■ Task brief ■
Rewrite all the rows below, changing "bounding box" to "rectangle" and keeping everything else the same. Leave the pictures out of your answer.

■ Data listing ■
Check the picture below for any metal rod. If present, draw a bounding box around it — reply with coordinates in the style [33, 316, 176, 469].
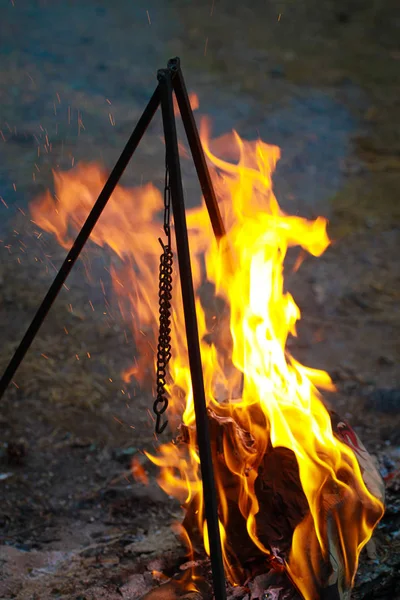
[168, 58, 226, 240]
[0, 87, 160, 398]
[158, 69, 226, 600]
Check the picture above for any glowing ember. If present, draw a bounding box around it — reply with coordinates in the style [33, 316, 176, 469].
[31, 110, 383, 600]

■ Result below ■
Check the picture below for any metal rod. If present, draw a rectangle around it — reply with coordinates in the style [33, 316, 176, 469].
[168, 58, 226, 240]
[0, 87, 160, 398]
[158, 69, 226, 600]
Check the picture above for any glowing ember. If present, draw a rectangle around it — reply with coordinates in the style [33, 316, 176, 469].
[31, 110, 383, 600]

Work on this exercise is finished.